**BRIEF**
Say how many lines in the rows below include the word "fallen", and reply with the number alone.

--- Start DATA EXCERPTS ---

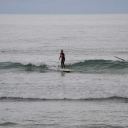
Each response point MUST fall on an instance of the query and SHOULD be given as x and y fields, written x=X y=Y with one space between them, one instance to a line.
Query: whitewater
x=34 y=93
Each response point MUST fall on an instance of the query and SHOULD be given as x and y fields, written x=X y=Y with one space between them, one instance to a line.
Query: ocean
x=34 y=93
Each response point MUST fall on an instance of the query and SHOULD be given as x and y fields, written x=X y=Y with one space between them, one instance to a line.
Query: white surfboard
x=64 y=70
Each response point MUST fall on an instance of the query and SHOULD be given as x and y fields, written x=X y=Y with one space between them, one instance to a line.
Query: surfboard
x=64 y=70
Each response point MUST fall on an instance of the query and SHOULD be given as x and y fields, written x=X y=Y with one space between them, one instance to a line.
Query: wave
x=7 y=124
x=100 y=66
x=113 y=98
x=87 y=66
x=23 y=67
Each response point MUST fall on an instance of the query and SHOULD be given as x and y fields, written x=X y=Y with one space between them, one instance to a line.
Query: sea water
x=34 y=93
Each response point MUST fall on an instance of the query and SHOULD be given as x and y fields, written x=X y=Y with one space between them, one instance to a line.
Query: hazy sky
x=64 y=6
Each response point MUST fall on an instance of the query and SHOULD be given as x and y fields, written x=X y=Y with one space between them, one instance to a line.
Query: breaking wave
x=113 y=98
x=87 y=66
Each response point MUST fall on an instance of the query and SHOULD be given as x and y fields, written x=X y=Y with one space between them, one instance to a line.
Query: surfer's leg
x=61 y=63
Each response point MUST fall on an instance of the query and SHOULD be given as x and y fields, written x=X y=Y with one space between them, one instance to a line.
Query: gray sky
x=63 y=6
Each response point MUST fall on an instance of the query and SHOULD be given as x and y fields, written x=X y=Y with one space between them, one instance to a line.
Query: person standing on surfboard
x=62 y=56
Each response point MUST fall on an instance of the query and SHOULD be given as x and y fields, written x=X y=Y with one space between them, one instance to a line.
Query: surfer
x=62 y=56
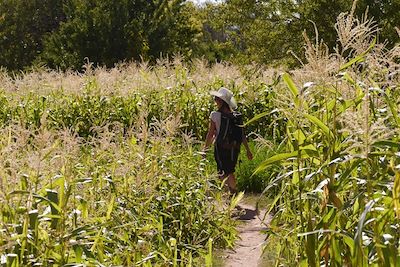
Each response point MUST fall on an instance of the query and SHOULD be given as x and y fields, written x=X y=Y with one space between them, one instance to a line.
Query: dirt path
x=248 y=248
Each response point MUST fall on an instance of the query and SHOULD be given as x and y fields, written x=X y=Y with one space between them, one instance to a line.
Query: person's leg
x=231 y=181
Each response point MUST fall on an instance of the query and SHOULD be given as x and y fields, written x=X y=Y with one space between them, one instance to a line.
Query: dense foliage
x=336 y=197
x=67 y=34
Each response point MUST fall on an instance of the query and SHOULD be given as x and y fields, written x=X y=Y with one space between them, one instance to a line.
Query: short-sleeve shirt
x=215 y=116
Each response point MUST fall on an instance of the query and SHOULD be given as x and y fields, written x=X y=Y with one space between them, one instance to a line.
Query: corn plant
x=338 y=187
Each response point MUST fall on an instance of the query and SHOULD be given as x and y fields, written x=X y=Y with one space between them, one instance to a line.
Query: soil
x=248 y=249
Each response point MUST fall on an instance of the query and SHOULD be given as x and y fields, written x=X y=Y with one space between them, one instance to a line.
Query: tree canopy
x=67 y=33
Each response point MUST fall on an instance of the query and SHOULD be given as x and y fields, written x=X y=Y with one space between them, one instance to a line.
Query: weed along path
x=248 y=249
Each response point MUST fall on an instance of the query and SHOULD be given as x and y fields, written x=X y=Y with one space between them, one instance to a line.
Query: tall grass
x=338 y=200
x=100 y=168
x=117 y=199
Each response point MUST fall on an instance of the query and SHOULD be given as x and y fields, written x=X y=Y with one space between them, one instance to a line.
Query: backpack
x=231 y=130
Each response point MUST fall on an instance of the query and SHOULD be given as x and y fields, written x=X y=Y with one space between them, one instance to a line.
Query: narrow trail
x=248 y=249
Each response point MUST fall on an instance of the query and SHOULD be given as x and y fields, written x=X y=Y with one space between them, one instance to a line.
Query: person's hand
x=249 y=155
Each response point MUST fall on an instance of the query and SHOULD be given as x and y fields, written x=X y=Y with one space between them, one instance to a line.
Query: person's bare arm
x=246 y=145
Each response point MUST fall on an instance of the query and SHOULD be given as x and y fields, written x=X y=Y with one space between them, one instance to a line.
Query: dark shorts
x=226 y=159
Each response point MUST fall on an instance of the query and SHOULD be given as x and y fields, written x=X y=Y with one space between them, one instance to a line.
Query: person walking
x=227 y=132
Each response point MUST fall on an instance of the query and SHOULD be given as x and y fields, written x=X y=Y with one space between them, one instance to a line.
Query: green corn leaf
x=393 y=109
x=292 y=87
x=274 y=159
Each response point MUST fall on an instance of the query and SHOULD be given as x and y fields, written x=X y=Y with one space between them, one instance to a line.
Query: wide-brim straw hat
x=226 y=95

--- End DATA EXCERPTS ---
--- Start DATA EXCERPTS ---

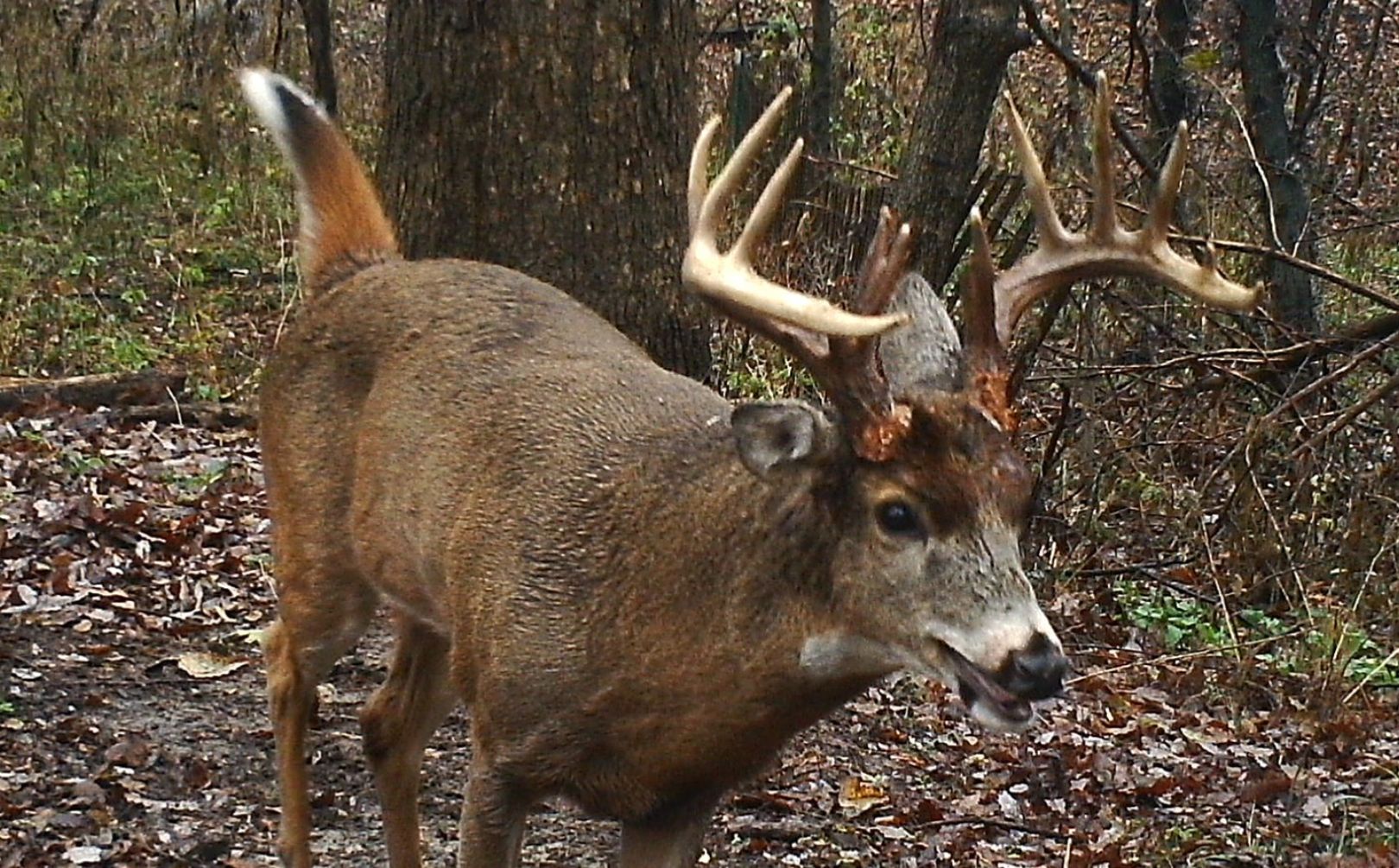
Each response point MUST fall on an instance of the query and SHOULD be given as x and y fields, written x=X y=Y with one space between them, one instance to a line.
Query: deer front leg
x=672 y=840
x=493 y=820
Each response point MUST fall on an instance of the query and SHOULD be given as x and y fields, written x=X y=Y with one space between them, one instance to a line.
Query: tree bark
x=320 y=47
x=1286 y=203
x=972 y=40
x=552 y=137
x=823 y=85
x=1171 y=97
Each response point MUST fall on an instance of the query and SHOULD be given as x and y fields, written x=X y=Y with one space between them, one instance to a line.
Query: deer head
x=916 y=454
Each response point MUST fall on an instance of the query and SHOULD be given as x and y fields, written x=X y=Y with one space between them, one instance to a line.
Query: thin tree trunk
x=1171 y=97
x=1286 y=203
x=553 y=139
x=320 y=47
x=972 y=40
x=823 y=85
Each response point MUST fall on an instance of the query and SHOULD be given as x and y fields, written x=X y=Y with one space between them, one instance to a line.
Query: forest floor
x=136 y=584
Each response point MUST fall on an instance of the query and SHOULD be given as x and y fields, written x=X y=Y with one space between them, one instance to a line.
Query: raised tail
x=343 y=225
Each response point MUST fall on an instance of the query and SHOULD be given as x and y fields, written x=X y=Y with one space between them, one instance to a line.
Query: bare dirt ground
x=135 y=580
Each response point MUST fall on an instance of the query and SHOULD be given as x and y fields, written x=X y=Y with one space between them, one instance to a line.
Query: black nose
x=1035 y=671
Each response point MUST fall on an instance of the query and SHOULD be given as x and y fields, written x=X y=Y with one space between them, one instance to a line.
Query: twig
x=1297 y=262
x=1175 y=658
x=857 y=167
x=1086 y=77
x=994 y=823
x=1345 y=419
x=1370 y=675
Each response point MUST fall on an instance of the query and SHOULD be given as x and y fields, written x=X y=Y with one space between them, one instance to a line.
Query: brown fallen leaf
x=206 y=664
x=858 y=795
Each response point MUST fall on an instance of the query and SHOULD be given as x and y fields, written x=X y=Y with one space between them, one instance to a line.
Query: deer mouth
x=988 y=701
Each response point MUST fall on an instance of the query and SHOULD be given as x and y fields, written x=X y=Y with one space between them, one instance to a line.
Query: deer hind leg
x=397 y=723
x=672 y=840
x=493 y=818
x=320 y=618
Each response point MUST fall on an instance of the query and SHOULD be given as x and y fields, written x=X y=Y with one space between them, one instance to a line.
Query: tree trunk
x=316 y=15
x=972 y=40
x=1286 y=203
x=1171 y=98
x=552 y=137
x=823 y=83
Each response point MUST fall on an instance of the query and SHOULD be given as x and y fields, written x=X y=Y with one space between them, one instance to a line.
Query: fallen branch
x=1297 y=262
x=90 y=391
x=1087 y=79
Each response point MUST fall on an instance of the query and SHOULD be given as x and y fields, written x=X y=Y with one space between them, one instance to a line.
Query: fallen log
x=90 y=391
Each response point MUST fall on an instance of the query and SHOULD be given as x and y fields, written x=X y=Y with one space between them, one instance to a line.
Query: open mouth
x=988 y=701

--- End DATA EXCERPTS ---

**SOLUTION FOR THIS TASK**
3